:: PAGE EXTRACT ::
------------------------------------------------------------

Researchers Turn to Wearable Cameras, Deep Learning for "Thinking" Exoskeletons

"Our control approach wouldn't necessarily require human thought," claims ExoNet project lead Brokoslaw Laschowski.

Researchers at the University of Waterloo are working on a combination of deep learning artificial intelligence (AI) and wearable camera hardware, which will, they hope, allow for the creation of self-walking robotic exoskeletons capable of "thinking and moving" on their own.

"We're giving robotic exoskeletons vision so they can control themselves," explains Brokoslaw Laschowski, a PhD candidate in systems design engineering who leads the University of Waterloo research project dubbed ExoNet, which aims to do away with manual control of powered exoskeletons.

"[Manual control] can be inconvenient and cognitively demanding. Every time you want to perform a new locomotor activity, you have to stop, take out your smartphone and select the desired mode."

------------------------------------------------------------

:: DATA LISTING ::
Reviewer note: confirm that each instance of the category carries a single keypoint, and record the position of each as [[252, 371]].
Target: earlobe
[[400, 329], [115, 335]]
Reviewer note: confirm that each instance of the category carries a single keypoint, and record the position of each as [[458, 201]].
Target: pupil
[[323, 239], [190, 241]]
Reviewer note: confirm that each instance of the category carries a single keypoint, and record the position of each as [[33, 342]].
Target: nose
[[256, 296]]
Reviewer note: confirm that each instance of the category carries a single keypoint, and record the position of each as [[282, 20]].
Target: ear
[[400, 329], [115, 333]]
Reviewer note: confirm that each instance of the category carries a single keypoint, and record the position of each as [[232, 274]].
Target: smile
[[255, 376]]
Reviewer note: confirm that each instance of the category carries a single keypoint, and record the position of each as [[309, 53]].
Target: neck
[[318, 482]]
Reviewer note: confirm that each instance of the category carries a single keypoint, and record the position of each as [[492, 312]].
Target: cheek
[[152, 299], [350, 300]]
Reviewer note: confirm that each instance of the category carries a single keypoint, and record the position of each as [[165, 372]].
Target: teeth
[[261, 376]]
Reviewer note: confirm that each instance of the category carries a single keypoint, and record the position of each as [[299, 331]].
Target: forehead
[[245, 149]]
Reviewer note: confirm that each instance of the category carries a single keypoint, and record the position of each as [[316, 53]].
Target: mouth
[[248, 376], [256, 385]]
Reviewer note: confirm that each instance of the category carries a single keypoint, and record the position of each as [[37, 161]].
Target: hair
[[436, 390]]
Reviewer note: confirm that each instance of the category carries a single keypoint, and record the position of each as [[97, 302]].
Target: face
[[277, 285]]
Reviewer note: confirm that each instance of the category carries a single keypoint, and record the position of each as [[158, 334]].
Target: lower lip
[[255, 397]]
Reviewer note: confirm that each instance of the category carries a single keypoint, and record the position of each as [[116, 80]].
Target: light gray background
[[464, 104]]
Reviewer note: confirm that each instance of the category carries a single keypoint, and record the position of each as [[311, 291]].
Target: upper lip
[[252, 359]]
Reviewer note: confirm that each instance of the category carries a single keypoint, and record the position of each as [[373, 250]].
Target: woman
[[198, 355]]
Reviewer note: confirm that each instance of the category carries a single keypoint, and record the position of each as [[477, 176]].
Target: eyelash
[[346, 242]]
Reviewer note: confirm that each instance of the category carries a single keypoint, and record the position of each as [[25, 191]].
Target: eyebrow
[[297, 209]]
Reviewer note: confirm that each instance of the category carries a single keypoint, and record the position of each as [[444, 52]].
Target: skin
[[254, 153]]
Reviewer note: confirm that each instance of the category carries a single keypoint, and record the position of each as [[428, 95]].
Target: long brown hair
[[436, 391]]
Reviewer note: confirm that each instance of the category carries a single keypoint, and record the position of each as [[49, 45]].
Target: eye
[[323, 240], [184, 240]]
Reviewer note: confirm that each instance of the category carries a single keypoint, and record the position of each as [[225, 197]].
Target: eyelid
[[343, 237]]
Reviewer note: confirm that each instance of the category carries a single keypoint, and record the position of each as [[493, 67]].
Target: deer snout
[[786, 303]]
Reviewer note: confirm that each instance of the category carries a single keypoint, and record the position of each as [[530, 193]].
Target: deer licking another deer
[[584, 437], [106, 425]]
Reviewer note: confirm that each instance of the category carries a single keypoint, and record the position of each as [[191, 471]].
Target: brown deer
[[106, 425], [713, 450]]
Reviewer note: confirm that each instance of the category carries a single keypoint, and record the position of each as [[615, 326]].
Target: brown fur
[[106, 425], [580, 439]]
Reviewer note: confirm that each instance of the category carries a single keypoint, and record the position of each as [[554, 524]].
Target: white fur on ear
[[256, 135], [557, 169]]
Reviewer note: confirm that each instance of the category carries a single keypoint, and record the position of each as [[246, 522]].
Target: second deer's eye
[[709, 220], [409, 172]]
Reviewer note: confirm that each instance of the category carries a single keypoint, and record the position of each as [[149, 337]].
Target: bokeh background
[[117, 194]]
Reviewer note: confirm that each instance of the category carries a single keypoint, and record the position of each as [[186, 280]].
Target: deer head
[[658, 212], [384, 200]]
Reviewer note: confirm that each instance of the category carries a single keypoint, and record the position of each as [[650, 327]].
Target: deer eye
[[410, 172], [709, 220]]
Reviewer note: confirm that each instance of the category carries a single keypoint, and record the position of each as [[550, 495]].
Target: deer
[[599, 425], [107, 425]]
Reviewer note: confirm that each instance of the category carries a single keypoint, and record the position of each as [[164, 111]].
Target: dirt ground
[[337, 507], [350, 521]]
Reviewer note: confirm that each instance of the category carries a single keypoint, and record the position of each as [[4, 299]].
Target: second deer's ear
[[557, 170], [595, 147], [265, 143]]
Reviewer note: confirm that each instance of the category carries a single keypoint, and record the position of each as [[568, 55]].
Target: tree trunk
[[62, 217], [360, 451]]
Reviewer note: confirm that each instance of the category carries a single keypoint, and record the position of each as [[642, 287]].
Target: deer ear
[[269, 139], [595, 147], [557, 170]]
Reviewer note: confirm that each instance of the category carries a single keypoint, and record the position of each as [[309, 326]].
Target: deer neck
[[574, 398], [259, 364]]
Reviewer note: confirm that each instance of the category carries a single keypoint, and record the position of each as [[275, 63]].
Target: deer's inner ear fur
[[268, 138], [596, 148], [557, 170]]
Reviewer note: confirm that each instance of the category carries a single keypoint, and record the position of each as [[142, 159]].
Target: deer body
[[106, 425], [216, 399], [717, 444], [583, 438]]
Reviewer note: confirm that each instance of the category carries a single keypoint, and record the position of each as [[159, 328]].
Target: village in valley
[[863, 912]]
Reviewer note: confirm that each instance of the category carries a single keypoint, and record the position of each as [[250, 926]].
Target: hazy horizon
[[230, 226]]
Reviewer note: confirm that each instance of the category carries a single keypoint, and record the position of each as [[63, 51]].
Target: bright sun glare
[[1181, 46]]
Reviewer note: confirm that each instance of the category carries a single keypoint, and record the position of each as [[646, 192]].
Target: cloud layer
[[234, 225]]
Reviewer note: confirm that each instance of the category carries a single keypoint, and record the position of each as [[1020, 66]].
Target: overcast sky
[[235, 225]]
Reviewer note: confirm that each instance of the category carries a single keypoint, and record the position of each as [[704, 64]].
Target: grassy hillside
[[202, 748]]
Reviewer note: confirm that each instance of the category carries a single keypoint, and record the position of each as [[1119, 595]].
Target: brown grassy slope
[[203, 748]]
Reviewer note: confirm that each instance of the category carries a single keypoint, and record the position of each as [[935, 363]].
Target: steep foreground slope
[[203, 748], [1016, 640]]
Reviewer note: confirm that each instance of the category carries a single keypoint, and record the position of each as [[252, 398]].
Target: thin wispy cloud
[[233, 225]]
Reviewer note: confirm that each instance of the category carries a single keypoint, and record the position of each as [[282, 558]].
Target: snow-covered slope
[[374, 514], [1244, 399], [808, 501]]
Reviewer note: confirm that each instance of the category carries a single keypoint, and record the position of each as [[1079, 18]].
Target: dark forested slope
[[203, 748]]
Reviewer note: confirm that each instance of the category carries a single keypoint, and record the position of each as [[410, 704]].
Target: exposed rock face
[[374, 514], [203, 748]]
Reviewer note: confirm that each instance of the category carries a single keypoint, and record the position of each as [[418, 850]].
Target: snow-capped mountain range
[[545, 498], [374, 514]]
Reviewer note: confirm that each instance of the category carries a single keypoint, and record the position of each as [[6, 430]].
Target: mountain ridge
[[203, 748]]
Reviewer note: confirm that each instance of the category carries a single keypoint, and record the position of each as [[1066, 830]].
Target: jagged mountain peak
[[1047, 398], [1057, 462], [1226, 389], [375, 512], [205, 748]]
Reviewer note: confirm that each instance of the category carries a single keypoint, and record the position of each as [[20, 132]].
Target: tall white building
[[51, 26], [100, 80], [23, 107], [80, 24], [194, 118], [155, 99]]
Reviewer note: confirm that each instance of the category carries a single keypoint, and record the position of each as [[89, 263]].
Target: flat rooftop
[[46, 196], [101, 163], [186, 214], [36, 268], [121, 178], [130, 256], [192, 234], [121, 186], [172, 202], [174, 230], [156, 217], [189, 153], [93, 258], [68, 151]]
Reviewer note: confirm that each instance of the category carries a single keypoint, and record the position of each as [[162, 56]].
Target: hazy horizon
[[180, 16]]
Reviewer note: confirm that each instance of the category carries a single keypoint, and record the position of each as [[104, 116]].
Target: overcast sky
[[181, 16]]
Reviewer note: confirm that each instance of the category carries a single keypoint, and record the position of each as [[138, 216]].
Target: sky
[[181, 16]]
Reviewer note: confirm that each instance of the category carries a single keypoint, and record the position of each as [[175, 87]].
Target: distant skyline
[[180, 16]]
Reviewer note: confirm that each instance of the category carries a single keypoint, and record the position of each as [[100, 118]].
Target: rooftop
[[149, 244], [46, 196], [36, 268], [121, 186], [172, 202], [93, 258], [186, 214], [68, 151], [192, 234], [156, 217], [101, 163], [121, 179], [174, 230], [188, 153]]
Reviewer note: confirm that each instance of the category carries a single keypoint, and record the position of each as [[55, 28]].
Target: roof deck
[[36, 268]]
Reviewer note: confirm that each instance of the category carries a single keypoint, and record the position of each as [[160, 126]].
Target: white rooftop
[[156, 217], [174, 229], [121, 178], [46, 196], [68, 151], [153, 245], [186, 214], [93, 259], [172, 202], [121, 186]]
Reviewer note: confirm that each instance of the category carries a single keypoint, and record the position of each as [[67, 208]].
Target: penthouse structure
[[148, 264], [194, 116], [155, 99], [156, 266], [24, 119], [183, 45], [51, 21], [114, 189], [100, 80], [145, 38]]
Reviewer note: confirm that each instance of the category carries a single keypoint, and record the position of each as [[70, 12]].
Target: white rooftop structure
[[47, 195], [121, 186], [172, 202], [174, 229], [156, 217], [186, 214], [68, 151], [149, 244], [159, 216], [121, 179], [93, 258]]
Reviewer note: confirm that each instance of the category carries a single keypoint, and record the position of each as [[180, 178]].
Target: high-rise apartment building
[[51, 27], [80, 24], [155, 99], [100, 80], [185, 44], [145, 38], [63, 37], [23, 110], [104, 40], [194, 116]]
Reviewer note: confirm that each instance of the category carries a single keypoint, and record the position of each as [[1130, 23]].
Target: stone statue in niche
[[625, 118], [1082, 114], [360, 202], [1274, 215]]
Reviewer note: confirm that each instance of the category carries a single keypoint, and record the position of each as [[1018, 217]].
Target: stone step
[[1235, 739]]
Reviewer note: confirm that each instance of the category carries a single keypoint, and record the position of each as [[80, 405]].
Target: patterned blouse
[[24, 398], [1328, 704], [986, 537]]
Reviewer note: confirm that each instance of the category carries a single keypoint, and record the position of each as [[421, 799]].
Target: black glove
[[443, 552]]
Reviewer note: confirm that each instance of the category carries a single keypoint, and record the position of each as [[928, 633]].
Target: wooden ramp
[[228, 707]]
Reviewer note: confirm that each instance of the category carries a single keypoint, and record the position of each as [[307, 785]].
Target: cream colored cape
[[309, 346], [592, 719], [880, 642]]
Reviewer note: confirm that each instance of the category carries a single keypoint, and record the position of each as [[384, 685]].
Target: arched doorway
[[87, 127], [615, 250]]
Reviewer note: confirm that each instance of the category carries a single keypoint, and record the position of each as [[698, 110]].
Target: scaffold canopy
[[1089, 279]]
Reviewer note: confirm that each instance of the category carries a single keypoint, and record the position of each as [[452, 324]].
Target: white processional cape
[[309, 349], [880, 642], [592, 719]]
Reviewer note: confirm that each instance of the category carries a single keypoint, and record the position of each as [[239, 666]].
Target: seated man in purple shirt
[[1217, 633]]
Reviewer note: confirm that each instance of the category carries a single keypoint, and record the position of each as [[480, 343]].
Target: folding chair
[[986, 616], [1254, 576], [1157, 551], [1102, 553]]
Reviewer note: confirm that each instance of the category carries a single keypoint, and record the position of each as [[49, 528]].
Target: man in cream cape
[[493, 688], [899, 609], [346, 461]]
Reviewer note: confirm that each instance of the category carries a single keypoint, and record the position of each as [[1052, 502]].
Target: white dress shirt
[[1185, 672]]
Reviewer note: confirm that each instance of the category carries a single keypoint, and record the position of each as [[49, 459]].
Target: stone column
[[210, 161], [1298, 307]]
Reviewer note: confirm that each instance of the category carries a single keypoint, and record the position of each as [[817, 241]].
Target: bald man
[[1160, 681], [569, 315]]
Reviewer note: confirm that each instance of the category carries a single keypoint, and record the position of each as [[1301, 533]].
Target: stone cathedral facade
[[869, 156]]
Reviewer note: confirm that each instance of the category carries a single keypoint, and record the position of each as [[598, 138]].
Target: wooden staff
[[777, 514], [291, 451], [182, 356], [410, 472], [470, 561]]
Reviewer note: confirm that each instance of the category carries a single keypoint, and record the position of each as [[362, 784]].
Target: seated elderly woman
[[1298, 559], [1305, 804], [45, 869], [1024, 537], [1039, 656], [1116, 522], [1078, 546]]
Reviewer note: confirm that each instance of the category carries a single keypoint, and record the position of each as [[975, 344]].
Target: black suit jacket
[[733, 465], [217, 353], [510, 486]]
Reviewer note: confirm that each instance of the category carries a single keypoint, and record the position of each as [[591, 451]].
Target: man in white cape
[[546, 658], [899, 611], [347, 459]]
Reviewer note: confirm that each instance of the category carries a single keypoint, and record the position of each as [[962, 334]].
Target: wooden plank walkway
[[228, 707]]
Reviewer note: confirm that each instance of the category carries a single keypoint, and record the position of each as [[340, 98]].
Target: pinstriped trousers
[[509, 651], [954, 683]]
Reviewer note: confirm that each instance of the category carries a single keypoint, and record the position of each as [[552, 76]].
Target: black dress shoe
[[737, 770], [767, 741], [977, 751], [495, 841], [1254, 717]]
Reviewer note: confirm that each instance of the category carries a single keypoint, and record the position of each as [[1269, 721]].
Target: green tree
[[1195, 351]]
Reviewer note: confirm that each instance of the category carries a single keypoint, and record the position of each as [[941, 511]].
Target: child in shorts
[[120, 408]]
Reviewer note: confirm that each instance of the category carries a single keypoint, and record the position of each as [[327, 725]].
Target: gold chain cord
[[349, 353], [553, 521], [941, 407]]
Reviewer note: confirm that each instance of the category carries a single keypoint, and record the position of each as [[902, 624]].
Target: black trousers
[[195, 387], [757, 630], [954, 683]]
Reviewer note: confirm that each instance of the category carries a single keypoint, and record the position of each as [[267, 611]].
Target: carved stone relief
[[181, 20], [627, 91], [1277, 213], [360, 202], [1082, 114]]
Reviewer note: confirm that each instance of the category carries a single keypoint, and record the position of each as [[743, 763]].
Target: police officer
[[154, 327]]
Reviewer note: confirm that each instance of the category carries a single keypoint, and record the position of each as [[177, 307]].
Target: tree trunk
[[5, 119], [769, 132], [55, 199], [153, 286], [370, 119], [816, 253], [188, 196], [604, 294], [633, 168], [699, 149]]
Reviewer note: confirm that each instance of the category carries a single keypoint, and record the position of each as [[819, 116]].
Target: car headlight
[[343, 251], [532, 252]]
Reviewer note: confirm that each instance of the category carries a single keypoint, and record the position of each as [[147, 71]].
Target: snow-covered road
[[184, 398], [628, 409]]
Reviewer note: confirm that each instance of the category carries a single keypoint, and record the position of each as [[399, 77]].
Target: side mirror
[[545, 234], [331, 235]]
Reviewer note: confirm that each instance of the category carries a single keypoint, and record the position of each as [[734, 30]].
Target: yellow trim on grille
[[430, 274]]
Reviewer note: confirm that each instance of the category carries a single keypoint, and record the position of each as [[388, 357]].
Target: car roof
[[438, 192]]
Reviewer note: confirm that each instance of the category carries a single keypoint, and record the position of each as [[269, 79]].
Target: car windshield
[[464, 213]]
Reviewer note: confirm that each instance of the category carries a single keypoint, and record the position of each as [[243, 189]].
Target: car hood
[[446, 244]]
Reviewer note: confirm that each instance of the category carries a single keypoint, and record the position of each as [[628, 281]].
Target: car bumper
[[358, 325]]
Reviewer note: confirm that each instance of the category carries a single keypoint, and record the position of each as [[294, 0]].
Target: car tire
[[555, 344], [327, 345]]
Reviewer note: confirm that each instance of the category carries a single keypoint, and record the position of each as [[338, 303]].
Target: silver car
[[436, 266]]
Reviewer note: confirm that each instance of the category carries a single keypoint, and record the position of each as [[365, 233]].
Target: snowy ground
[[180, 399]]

------------------------------------------------------------

:: WHAT YOU WILL DO ::
Can you carry on the article about camera-guided robotic exoskeletons from the point where it stops? Nothing in the lines is needed.

:: TASK OUTPUT ::
The solution: A wearable camera system which feeds data to a deep learning AI platform capable of recognizing environmental features like stairs and doors, then — in the project's next phase — automatically work out how the motors should be controlled to navigate the environment by climbing stairs, avoiding obstacles, and so forth.

"Our control approach wouldn't necessarily require human thought," Laschowski claims. "Similar to autonomous cars that drive themselves, we're designing autonomous exoskeletons and prosthetic legs that walk for themselves."

The work is similar in concept to that published by researchers from North Carolina State University and the University of North Carolina at Chapel Hill last year, which focused on using a wearable camera connected to a Raspberry Pi single-board computer to improve the safety of lower-limb prostheses.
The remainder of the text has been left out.